[WRITTEN EXERCISE 1]
Could you reproduce the ReadAsAsync post starting at "This has been" and ending at "have become CPU-bound.", switching "HttpClient" to "the HTTP client"?
[WRITTEN EXERCISE 2]
Can you condense the paragraph of the ReadAsAsync post that begins "When you think logically about it" into a shorter version that keeps its main facts?

--- Start of PASSAGE PROVIDED ---

Byte Rot: Benchmarking

Showing posts with label Benchmarking. Show all posts

Sunday, 19 October 2014

Performance Series - How poor performance of HttpContent.ReadAsAsync can affect your API/site

Level [T2]

This has been a revelation - what I am about to reveal here, deeply surprised me - it might surprise you too. This post is mainly about consuming restful APIs using HttpClient and when the payload is JSON.

UPDATE: I got in touch with the ASP.NET team and they confirmed this as a performance bug which has now been fixed but the fix yet not available.

As you probably know performance and benchmarking is very close to my heart and I have been recently focusing on benchmarking a few APIs at work. One of my observations was that the Web APIs/Web Sites which have historically been IO-bound, they show sign of CPU strain and have become CPU-bound.

When you think logically about it, there is no magic here: by using async/await, you end up putting your CPU into some use unlike the old times when the threads are blocked waiting for the IO to return and CPU would be twiddling its thumb. However, I found the CPU overhead of the operations excessive so I set out to benchmark a few different scenarios.

--- End of PASSAGE PROVIDED ---
--- Start of MATERIAL SUPPLIED ---

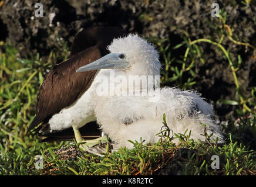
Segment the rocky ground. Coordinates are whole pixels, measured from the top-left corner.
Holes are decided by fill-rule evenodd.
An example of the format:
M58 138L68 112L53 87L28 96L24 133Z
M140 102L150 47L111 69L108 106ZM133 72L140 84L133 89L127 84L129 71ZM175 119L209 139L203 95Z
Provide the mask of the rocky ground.
M226 23L232 29L234 38L255 45L255 4L252 1L243 5L238 1L218 3L227 13ZM31 1L4 2L0 5L0 41L16 47L22 57L39 53L43 60L47 59L51 51L61 56L65 44L69 48L76 33L94 25L119 26L145 37L169 38L171 46L174 46L183 41L183 30L191 40L211 39L216 33L208 23L218 21L211 16L211 2L204 1L41 0L42 18L35 17L36 9ZM256 85L255 58L252 58L255 51L224 41L224 47L232 54L241 56L242 64L237 74L242 89L250 94ZM234 98L235 86L227 60L215 46L206 43L201 46L206 63L197 65L198 73L193 89L215 103L219 99ZM181 47L173 57L178 58L184 51ZM215 108L220 116L228 118L233 114L234 108L230 105L218 105Z

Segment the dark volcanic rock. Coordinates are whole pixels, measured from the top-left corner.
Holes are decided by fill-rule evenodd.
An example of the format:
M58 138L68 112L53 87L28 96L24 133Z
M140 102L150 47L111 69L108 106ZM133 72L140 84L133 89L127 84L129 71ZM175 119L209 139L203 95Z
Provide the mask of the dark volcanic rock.
M256 6L247 5L239 1L223 1L220 8L227 13L226 23L232 29L233 38L255 45L256 43ZM130 0L130 1L53 1L42 0L43 17L35 16L35 3L31 1L9 0L0 8L0 40L16 47L21 57L39 53L43 60L50 51L56 56L66 42L70 47L74 36L82 28L92 26L119 26L129 32L137 32L145 37L169 38L171 46L180 43L186 30L192 40L217 37L209 23L219 20L212 18L211 2L204 1ZM233 54L241 54L242 64L237 72L240 84L245 94L256 85L255 51L235 45L227 39L223 43ZM193 89L211 99L233 99L235 86L230 67L216 46L200 43L206 64L197 63L197 84ZM181 47L172 56L176 59L183 56ZM58 59L57 59L58 60ZM220 116L232 115L233 107L216 105Z

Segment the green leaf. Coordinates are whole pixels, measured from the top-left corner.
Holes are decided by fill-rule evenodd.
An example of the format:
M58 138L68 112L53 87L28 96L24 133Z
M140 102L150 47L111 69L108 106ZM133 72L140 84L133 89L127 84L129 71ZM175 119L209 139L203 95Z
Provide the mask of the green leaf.
M226 100L226 99L219 99L217 101L217 103L224 103L226 105L238 105L239 103L237 101L232 101L232 100Z

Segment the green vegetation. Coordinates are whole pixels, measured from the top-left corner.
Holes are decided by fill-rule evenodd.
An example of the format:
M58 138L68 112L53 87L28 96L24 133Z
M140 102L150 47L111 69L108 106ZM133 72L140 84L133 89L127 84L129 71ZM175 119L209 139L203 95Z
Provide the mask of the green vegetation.
M165 167L169 168L167 174L255 175L256 87L245 97L237 76L242 64L241 56L233 54L232 57L236 58L231 57L223 42L227 38L236 45L254 50L255 47L233 39L225 16L221 12L218 24L213 26L218 37L191 41L189 33L184 32L183 41L172 48L168 39L150 39L164 59L161 84L171 82L184 89L193 88L196 82L195 64L207 63L200 43L213 45L223 53L227 65L230 67L237 94L233 100L218 102L235 105L237 115L241 116L239 121L231 120L223 126L226 138L223 145L211 142L211 135L206 133L202 134L206 138L203 143L190 138L188 131L172 136L164 116L163 131L158 134L161 138L157 144L146 145L141 140L133 143L132 150L123 148L104 157L81 152L76 143L40 143L36 137L25 134L35 115L39 86L56 63L55 53L50 53L46 62L39 54L20 58L15 49L2 43L0 47L4 53L0 53L0 175L151 175L163 173ZM184 46L187 49L184 56L172 58L172 53ZM66 58L68 50L66 48L63 51L66 53L59 58ZM188 78L184 78L185 74ZM178 138L180 143L174 144L173 138ZM43 156L43 169L35 169L36 155ZM220 169L211 167L213 155L220 157Z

--- End of MATERIAL SUPPLIED ---

[WRITTEN REPLY 1]
This has been a revelation - what I am about to reveal here, deeply surprised me - it might surprise you too. This post is mainly about consuming restful APIs using the HTTP client and when the payload is JSON.

UPDATE: I got in touch with the ASP.NET team and they confirmed this as a performance bug which has now been fixed but the fix yet not available.

As you probably know performance and benchmarking is very close to my heart and I have been recently focusing on benchmarking a few APIs at work. One of my observations was that the Web APIs/Web Sites which have historically been IO-bound, they show sign of CPU strain and have become CPU-bound.

[WRITTEN REPLY 2]
With async/await, the CPU does work that it used to skip while threads sat blocked waiting for IO. Some CPU use is therefore expected. The writer found the CPU overhead excessive and began benchmarking several different scenarios.